■ Text shown

BeeLife European Beekeeping Coordination

22 March 2018

Louvain-la-Neuve, Belgium

European beekeepers and the 80 NGOs of the Save the Bees Coalition are holding their breath for the European Commission to take a vote today or tomorrow on bee-harming insecticides, neonicotinoids. Experts from the 28 Member States will meet for a session of the Standing Committee on Plants, Animals, Food and Feed (PAFF) on March 22nd and 23rd. A year ago, the European Commission had already presented a plan to extend the current restrictions on three neonicotinoid insecticides (imidacloprid, clothianidin and thiamethoxam), but has yet to implement such proposal.

The European Commission has today a chance to prove its commitment to improving environmental conditions for bees and all pollinators. Now that the European Food Safety Authority (EFSA) has published their conclusions for risk assessment on neonicotinoids, the Commission has all the required evidence to take a step forward. Results are conclusive: neonicotinoids pose a risk to bees, and the Commission is enabled to act to implement further restrictions on them.

Pressure mounting up for the Commission to take a vote on extending the restrictions is not only coming from civil society. 86 MEPs have co-signed a letter addressed to Commission President Jean-Claude Juncker and Commissioner Vytenis Andriukaitis. In it, Members of the European Parliament state their concern and emphasise that "there is a strong evidence-based scientific consensus that neonicotinoids, a group of systemic pesticides affecting the central nervous system of insects, pose a risk specifically to honey bees and other pollinators".

Stakeholders expect a decision to be taken by the Commission, particularly after recent events in the European Parliament. The next day after the EFSA published their scientific review on the three neonicotinoids on February 28, the European Parliament voted almost unanimously to adopt the Erdõs report on beekeeping. The report includes recommended actions to ban pollinator-harming pesticides.

The current agenda for the PAFF committee still shows no indication of the Commission to present its proposals for voting. However, this is an ideal moment for the EC to take the next step following the presented scientific evidence. BeeLife and its members strongly encourage the Commission to haste and follow up on their initiative to ban these dangerous insecticides, as European beekeepers have been demanding for years.

-ENDS-

Contact: Andrés SALAZAR, BeeLife European Beekeeping Coordination: comms@bee-life.eu

NOTE TO EDITORS:

BeeLife European Beekeeping Coordination is an association formed by professionals of the beekeeping sector from different countries of the European Union. Its main activity is the study of the impact on bees of environmental threats such as pesticides or genetically modified organisms (GMOs).

BeeLife works for the protection of bees based on the principle that 'bees serve as the canary in the gold mine', sounding the alarm that something is 'wrong in the environment'. Not least, bees create 30% of all our food by pollinating fruits, vegetables and arable crops such as sunflower and oilseed rape, having an inherent value that the Coordination is working to protect.

■ Exercise
Translate this sentence from the press release on neonicotinoids into Spanish: "The report includes recommended actions to ban pollinator-harming pesticides." None of the rows are needed here.

■ Extracted information
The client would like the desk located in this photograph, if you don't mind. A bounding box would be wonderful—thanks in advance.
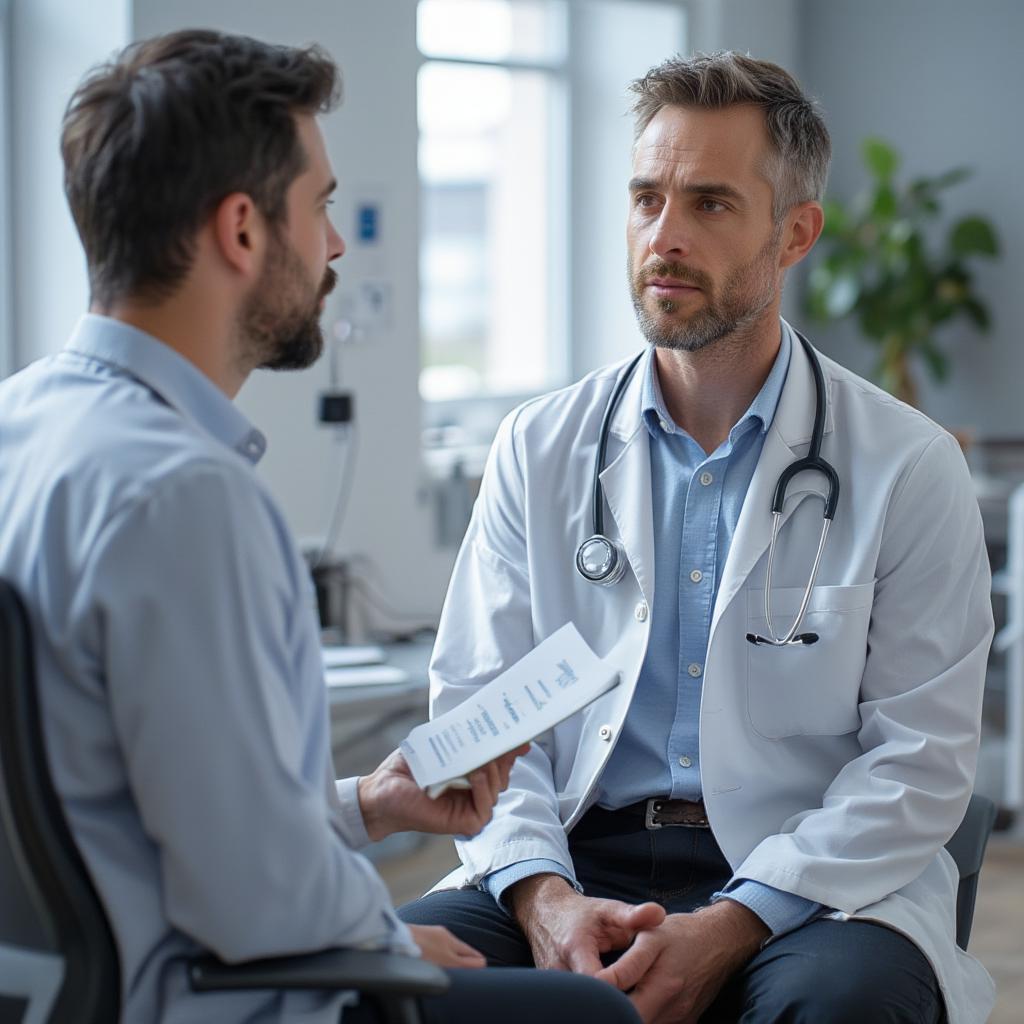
[328,638,433,861]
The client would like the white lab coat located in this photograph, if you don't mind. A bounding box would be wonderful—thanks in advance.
[431,329,994,1024]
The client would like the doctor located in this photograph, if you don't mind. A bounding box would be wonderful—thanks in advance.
[403,53,992,1024]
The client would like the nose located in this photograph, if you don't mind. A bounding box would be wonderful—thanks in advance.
[649,203,690,263]
[327,222,345,263]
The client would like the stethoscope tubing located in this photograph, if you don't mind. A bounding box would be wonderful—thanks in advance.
[575,331,840,647]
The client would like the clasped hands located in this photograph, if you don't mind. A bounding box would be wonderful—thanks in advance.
[510,874,769,1024]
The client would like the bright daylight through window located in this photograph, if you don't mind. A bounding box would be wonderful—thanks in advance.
[418,0,567,400]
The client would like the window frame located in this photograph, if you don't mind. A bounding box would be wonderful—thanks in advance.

■ Solution below
El informe incluye acciones recomendadas para prohibir los plaguicidas que dañan a los polinizadores.